▶ _Aim_: Turn every line of the records below into a numbered list, leaving out the blank lines.

* BEGIN Records to process *

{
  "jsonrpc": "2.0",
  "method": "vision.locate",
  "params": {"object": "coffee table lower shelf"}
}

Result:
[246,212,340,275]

* END Records to process *

▶ _Correct result_:
1. {
2.   "jsonrpc": "2.0",
3.   "method": "vision.locate",
4.   "params": {"object": "coffee table lower shelf"}
5. }
6. Result:
7. [246,212,340,275]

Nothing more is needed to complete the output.